## Text section
□ □ □

Turmeric is known since centuries for its impressive list of health benefits. However, many people
have a confusion between turmeric and curcumin. Find out what is curcumin, how it is different from
turmeric and which of these is the most helpful to reduce inflammation.
Turmeric – Oldest Spice
Turmeric is one of the oldest and talked about spice for its impressive list of health benefits. Whether
beautiful skin, or to get rid of cough and cold, or for healing wounds – turmeric is the 1st thing to come
our mind. However, Turmeric and Curcumin There is a lot of confusion between both. These both terms are
usually used interchangeably which is incorrect. Let’s find out why?
It is a spice that comes from the root Curcuma longa, a member of the ginger family, Zingaberaceae. In
Ayurveda (Indian traditional medicine), tumeric has been used for its medicinal properties for various
indications and through different routes of administration, including topically, orally, and by inhalation.
For many health concerns curcumin is used such as skin and digestive issues.
❝ 500 to 1,000 milligrams of curcuminoids per day is advised for its anti-inflammatory
effects. When using the spice on its own there are 200 milligrams of curcumin in one teaspoon of fresh or
ground turmeric. ❞
Curcumin – The Golden Pigment
It is the naturally occurring golden pigment in turmeric spice. It is responsible for giving turmeric its
Anti-inflammatory characteristic. The major curcuminoid is called curcumin (diferuloyl methane), which makes
up approximately 90% of the curcuminoid content in tumeric, followed by demethoxycurcumin and
bisdemethoxycurcmin. Curcumin is about 2-6% of most turmeric, it is known for its anti-inflammatory,
anti-tumor and antioxidant effects.
Extraction of Curcumin
Curcumin is extracted from turmeric by a scientific method known as chromatography, which separates each of
the curcuminoids and allows curcumin to be isolated. The amount of curcumin is lowest in turmeric root
at around 3%, higher in turmeric extract, of which can contain up to 95% curcumin and then there’s 100%
curcumin extracted from turmeric.

□ □ □

## Assignment 1
Write out the turmeric and curcumin passage word for word, everything from "Extraction of Curcumin" down to "extracted from turmeric.".
## Assignment 2
Summarize the turmeric and curcumin passage in two sentences.
The data that come next were drawn from a separate source.

## Provided data
□ □ □

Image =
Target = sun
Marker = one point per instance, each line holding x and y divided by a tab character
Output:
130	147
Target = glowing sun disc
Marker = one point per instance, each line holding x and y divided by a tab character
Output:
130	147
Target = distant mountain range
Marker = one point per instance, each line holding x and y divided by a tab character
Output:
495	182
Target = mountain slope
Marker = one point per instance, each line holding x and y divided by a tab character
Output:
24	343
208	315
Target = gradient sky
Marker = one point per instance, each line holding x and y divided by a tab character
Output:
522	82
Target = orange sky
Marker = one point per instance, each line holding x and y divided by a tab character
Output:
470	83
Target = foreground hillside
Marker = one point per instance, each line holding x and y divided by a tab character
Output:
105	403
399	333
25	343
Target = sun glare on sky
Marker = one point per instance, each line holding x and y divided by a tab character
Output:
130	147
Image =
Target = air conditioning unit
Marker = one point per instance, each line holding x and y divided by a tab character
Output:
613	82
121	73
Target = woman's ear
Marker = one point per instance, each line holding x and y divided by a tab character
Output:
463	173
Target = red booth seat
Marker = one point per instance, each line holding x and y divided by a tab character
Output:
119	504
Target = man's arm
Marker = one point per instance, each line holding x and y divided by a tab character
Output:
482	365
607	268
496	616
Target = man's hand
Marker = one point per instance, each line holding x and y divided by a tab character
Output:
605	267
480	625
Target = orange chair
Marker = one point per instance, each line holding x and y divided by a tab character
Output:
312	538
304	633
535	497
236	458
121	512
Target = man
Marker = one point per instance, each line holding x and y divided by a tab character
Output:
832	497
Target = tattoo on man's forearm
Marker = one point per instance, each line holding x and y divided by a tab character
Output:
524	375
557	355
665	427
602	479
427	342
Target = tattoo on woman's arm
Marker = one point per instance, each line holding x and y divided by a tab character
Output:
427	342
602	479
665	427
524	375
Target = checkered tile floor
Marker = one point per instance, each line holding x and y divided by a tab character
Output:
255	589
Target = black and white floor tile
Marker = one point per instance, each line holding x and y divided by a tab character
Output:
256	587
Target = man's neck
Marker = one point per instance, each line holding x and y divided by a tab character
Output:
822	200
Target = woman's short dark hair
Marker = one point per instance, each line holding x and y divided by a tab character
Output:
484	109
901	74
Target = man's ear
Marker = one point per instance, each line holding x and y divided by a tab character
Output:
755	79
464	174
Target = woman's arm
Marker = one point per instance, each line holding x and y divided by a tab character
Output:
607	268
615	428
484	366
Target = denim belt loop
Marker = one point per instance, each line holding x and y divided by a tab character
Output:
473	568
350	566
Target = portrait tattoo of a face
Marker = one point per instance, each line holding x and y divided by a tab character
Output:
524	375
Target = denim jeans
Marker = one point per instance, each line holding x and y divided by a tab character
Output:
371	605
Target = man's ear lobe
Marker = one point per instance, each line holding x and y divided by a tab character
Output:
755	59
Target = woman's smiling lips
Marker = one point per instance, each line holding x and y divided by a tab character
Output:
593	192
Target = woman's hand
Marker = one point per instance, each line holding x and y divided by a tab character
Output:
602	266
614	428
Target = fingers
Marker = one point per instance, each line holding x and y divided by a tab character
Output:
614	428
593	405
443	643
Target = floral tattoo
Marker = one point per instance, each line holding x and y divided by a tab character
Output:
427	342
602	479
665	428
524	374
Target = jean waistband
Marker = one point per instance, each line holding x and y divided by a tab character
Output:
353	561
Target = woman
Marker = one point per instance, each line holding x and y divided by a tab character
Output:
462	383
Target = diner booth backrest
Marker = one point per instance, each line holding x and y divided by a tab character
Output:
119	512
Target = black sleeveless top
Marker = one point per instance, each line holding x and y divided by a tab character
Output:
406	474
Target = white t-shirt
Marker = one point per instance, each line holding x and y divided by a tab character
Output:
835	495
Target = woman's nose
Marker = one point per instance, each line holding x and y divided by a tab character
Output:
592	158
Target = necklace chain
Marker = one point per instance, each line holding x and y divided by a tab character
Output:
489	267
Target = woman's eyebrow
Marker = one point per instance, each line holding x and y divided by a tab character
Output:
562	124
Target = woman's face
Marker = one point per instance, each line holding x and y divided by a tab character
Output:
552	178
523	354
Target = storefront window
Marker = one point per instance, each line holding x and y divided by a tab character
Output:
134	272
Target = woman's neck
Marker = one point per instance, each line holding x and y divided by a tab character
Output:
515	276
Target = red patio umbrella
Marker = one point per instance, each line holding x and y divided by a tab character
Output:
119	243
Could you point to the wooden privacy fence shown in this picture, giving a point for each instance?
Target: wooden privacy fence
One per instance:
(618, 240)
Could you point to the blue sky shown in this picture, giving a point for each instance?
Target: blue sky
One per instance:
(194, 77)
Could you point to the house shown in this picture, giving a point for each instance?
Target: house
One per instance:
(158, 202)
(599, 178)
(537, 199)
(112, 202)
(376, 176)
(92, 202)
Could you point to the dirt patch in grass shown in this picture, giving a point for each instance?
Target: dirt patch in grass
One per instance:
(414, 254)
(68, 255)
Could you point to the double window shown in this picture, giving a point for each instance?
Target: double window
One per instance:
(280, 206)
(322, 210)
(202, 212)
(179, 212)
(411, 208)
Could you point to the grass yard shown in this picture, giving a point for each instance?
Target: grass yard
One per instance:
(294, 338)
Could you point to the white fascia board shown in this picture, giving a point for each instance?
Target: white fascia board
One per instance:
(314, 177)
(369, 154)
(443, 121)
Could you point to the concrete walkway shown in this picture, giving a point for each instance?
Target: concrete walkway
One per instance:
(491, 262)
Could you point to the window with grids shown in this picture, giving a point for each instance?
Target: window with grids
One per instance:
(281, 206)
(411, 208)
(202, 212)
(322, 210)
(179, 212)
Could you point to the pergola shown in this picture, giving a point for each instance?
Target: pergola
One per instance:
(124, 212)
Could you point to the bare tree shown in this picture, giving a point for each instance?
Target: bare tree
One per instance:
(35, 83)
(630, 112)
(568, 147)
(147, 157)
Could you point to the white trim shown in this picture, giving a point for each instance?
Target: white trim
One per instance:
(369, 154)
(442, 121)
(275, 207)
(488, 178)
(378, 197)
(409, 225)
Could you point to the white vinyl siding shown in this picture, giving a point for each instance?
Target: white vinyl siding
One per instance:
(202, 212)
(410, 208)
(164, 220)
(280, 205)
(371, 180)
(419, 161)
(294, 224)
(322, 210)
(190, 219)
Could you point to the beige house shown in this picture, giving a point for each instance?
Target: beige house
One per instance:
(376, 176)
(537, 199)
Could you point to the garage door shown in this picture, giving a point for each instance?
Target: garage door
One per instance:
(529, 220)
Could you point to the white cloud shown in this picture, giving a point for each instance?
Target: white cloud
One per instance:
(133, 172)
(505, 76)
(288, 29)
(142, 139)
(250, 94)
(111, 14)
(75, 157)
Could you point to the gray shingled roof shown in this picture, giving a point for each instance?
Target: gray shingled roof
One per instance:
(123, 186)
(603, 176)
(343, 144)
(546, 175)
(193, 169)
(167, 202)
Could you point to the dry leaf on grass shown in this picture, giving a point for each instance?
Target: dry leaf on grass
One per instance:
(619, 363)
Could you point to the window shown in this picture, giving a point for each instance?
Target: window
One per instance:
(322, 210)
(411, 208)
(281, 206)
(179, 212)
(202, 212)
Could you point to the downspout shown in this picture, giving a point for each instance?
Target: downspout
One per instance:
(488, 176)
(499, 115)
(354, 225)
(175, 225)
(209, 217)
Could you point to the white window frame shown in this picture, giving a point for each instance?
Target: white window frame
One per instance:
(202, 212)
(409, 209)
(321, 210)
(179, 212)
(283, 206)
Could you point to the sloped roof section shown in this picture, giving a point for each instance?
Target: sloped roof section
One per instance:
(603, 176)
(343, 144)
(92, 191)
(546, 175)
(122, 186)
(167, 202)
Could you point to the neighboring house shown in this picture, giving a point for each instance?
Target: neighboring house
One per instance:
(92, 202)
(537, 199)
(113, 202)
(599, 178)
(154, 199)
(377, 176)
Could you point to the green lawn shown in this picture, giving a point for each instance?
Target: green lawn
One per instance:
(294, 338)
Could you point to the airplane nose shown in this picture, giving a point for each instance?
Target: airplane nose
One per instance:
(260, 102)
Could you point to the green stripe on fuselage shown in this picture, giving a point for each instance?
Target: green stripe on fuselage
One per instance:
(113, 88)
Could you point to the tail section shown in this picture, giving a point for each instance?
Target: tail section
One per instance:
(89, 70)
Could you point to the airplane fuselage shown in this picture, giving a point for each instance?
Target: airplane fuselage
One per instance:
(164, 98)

□ □ □

## Answer box 1
Extraction of Curcumin
Curcumin is extracted from turmeric by a scientific method known as chromatography, which separates each of
the curcuminoids and allows curcumin to be isolated. The amount of curcumin is lowest in turmeric root
at around 3%, higher in turmeric extract, of which can contain up to 95% curcumin and then there’s 100%
curcumin extracted from turmeric.

## Answer box 2
Turmeric is a spice from the root of Curcuma longa, a member of the ginger family, and the terms turmeric and curcumin are usually used interchangeably, which is incorrect. Curcumin is the naturally occurring golden pigment in turmeric that gives the spice its anti-inflammatory characteristic, and it is isolated by chromatography, making up around 3% of turmeric root and up to 95% of turmeric extract.